Problem: Format every line of the records below as a JSON list of strings, one string per line, and leave out blank lines. Omit the pictures from your answer.

[Begin]

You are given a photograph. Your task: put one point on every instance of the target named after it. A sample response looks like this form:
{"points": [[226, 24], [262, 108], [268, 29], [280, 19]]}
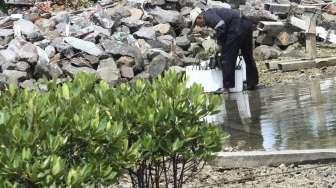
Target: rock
{"points": [[63, 47], [115, 47], [82, 45], [126, 72], [108, 71], [25, 51], [80, 62], [6, 35], [157, 66], [8, 54], [132, 23], [162, 28], [285, 39], [265, 39], [165, 16], [183, 42], [103, 20], [72, 70], [166, 41], [50, 70], [28, 84], [27, 29], [264, 52], [14, 76], [177, 69], [51, 51], [125, 60], [135, 13], [145, 33], [45, 24]]}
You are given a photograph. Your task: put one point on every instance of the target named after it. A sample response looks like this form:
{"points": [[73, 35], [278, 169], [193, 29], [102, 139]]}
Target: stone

[End]

Full solution:
[
  "You are given a photograph. Your task: put one point on every instance of the target named after it. A sample response looks like this form:",
  "{\"points\": [[226, 24], [262, 108], [268, 29], [280, 19]]}",
  "Target: rock",
  "{\"points\": [[63, 47], [115, 47], [82, 45], [126, 72], [108, 71], [25, 51], [80, 62], [6, 35], [157, 66], [8, 54], [132, 23], [162, 28], [285, 39], [265, 39], [165, 16], [183, 42], [103, 20], [72, 70], [166, 41], [50, 70], [28, 84], [27, 29], [264, 52], [14, 76], [177, 69], [51, 51], [125, 60], [135, 13], [145, 33], [45, 24]]}",
  "You are given a photograph. Your task: put one point on every instance of the target named after it. A sample response looks like this form:",
  "{\"points\": [[73, 35], [278, 169], [193, 29], [102, 139]]}",
  "Target: stone"
]